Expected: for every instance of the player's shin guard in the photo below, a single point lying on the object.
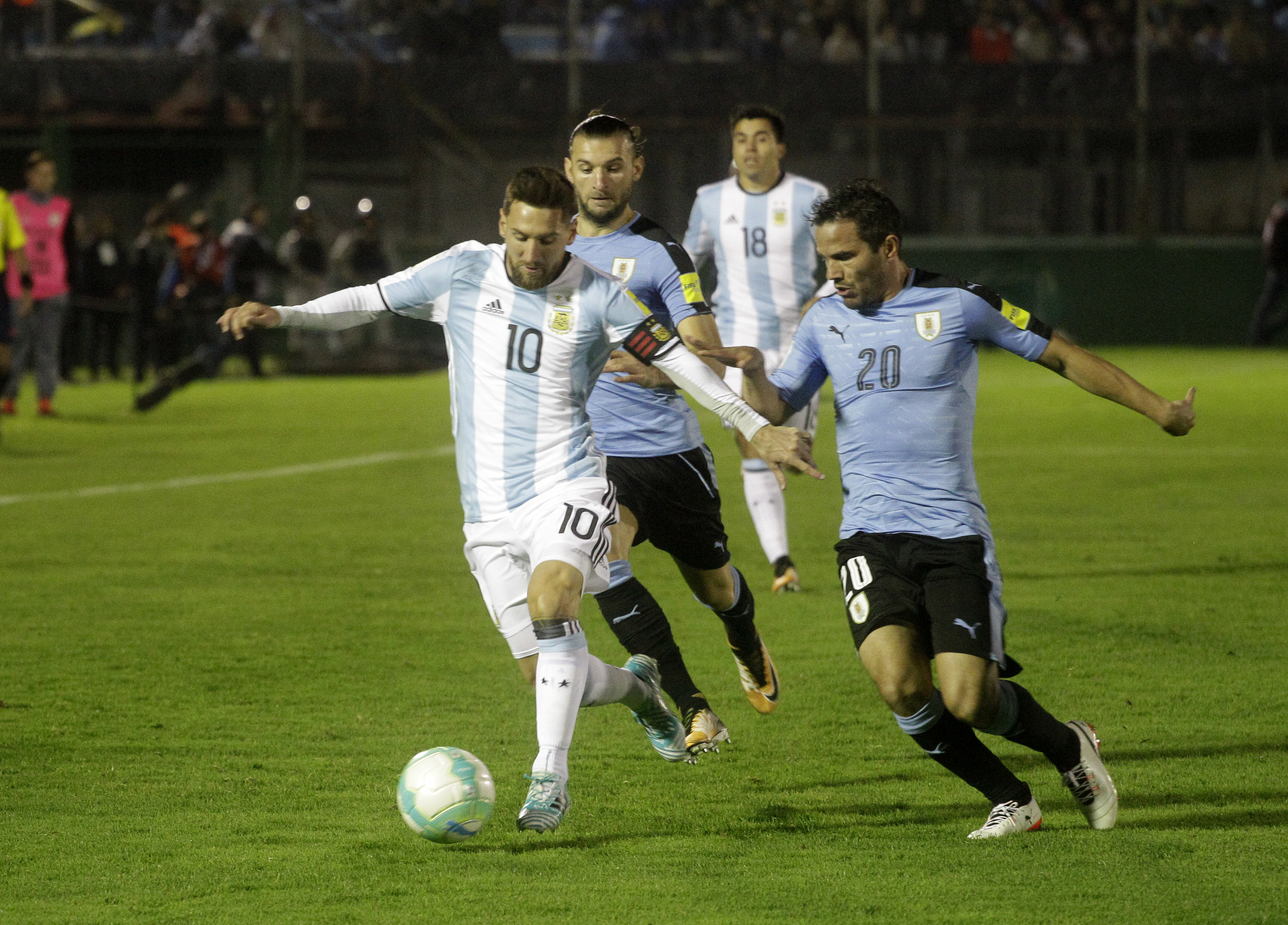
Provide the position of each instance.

__________

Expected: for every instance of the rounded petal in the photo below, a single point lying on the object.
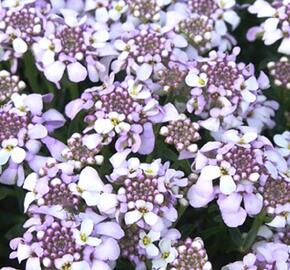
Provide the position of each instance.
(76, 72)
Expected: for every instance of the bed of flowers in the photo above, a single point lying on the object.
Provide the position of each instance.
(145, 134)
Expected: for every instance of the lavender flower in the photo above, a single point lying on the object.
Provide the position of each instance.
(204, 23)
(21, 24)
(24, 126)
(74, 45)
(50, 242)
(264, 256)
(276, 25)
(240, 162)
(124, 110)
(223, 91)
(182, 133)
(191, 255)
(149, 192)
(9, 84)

__________

:: INSTRUCTIONS FOR THE TASK ::
Select every line in the records that contains the word "above", and copy each such line in full. Case counts.

:: FINAL RESULT ::
Expected: for every instance of the bed of flowers in the photo above, a single point lying on the object.
Expected: for every instance of the lavender flower in the photo above, a single point lying on the object.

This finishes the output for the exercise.